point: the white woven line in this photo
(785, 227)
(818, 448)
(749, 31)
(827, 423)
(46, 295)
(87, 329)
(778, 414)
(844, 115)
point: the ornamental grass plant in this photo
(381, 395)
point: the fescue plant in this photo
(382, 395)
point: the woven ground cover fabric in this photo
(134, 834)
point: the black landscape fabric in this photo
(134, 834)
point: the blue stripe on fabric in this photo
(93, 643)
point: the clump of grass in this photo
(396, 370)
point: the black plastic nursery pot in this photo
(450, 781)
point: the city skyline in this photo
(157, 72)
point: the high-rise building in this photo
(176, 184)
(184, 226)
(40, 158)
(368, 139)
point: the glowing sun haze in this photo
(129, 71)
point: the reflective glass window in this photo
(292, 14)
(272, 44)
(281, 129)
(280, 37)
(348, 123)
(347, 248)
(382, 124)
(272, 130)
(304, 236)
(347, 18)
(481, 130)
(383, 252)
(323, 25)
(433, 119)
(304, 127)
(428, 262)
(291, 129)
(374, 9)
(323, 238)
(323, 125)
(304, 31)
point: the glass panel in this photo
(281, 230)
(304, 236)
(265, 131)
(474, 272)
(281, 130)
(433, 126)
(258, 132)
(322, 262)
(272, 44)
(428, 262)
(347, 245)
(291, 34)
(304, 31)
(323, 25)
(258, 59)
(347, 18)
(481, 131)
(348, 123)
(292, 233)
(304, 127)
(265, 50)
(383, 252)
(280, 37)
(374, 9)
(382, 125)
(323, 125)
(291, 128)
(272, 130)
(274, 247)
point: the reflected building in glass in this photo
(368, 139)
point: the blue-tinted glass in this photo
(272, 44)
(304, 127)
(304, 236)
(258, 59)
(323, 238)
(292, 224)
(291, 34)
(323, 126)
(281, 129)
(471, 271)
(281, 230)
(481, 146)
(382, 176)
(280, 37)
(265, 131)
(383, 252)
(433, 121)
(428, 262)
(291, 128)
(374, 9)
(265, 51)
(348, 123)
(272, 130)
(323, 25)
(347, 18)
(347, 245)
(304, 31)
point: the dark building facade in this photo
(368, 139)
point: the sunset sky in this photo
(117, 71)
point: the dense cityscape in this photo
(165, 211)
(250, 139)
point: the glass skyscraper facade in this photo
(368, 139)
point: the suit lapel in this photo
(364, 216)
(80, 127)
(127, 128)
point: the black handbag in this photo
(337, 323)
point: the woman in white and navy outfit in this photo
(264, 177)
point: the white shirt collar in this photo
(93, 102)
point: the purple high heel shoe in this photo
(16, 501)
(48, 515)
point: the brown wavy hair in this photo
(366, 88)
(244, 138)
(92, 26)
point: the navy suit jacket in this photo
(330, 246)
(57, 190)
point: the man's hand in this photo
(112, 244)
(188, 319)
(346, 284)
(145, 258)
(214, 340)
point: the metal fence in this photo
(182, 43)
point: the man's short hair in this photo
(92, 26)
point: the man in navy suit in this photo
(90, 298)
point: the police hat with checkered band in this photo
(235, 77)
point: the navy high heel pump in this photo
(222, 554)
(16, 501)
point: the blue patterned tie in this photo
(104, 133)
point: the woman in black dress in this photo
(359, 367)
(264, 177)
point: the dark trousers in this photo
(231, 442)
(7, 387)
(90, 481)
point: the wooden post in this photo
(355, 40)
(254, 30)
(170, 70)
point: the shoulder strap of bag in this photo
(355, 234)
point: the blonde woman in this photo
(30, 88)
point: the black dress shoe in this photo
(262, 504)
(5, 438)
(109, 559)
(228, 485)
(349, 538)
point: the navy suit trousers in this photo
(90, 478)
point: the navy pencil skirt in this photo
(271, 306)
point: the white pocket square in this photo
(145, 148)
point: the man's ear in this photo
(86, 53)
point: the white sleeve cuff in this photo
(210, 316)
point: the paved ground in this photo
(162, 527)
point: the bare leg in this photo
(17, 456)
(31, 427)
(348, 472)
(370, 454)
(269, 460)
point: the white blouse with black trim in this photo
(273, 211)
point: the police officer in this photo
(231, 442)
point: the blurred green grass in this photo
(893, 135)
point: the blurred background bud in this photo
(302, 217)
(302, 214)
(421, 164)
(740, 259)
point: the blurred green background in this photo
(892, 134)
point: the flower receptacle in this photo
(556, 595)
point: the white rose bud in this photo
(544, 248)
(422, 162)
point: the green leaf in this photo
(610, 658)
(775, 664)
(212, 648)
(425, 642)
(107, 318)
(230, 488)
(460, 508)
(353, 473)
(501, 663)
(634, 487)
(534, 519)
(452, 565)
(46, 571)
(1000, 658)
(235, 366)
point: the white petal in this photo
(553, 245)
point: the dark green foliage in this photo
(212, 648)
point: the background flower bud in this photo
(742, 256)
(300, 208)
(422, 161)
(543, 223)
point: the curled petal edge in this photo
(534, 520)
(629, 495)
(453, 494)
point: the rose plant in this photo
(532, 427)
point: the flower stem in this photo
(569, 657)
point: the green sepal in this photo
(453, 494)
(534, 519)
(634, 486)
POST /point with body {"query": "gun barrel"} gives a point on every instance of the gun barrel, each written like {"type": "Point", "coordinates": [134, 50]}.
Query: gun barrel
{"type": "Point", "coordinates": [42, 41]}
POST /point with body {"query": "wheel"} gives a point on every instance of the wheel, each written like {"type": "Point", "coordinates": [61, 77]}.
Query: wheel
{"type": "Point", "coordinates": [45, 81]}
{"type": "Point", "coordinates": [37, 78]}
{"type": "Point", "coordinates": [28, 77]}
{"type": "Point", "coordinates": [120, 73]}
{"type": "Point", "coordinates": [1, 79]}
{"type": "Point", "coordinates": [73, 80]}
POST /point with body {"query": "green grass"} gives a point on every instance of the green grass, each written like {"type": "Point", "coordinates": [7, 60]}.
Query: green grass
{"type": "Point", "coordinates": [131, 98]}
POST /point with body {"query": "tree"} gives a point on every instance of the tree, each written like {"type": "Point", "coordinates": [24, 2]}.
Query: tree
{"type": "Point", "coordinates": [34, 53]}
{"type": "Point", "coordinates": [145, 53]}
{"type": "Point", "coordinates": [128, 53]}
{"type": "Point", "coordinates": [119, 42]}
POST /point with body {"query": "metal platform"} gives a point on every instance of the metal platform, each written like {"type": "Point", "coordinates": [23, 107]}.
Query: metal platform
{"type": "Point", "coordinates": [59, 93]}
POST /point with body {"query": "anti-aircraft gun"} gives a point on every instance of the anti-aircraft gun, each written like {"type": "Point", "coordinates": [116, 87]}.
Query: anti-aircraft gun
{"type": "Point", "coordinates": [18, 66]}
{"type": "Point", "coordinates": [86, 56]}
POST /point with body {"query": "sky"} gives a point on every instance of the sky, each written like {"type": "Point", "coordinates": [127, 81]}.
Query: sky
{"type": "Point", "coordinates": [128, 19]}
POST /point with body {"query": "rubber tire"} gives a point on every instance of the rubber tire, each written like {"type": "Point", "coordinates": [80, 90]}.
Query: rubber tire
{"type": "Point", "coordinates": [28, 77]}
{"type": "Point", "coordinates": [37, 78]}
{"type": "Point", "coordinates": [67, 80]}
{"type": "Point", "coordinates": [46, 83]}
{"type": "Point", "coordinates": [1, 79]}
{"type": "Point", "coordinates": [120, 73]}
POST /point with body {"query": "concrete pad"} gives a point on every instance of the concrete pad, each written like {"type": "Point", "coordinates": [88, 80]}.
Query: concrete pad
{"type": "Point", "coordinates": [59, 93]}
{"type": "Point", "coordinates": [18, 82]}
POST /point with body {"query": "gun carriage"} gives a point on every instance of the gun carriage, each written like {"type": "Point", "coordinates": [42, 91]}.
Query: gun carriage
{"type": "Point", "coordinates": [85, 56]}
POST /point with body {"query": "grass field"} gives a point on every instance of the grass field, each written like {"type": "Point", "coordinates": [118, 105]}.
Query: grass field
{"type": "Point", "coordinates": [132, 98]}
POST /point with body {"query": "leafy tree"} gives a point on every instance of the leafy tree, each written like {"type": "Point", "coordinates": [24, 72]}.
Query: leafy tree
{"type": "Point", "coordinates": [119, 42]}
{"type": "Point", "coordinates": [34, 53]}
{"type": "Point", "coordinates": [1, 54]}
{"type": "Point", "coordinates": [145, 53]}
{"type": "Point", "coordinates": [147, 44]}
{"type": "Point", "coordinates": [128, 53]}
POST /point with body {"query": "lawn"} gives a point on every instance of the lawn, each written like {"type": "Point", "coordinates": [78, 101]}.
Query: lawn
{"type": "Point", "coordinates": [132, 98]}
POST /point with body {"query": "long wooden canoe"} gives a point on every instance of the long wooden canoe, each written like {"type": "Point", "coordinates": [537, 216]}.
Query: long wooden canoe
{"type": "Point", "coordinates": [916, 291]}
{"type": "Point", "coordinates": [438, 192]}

::::

### [OBJECTIVE]
Copy everything from the line containing "of the rubber" down to the last line of the data above, word for word.

### [ANSWER IN FULL]
POST /point with body {"query": "rubber tire"} gives a point on every instance of the rubber tire, each written like {"type": "Point", "coordinates": [80, 90]}.
Query: rubber tire
{"type": "Point", "coordinates": [28, 77]}
{"type": "Point", "coordinates": [37, 78]}
{"type": "Point", "coordinates": [67, 80]}
{"type": "Point", "coordinates": [46, 83]}
{"type": "Point", "coordinates": [1, 79]}
{"type": "Point", "coordinates": [120, 73]}
POST /point with body {"query": "concrete pad"} gives a point on every instance of the concrete pad, each written like {"type": "Point", "coordinates": [88, 80]}.
Query: concrete pad
{"type": "Point", "coordinates": [59, 93]}
{"type": "Point", "coordinates": [18, 82]}
POST /point with body {"query": "gun carriage"} gives a point on every instance of the gun carriage, each written like {"type": "Point", "coordinates": [42, 91]}.
Query: gun carriage
{"type": "Point", "coordinates": [85, 56]}
POST /point with body {"query": "grass field"} gives a point on every instance of the grass field, each written like {"type": "Point", "coordinates": [118, 105]}.
Query: grass field
{"type": "Point", "coordinates": [132, 98]}
POST /point with body {"query": "leafy tree"} gives a point on every instance of the leafy tree, each written like {"type": "Point", "coordinates": [24, 72]}.
Query: leafy tree
{"type": "Point", "coordinates": [119, 42]}
{"type": "Point", "coordinates": [34, 53]}
{"type": "Point", "coordinates": [1, 54]}
{"type": "Point", "coordinates": [145, 53]}
{"type": "Point", "coordinates": [147, 44]}
{"type": "Point", "coordinates": [128, 53]}
POST /point with body {"query": "lawn"} gives a point on every instance of the lawn, each written like {"type": "Point", "coordinates": [78, 101]}.
Query: lawn
{"type": "Point", "coordinates": [132, 98]}
POST /point with body {"query": "long wooden canoe"} gives a point on every instance of the long wooden canoe, each written like {"type": "Point", "coordinates": [537, 216]}.
Query: long wooden canoe
{"type": "Point", "coordinates": [916, 291]}
{"type": "Point", "coordinates": [438, 192]}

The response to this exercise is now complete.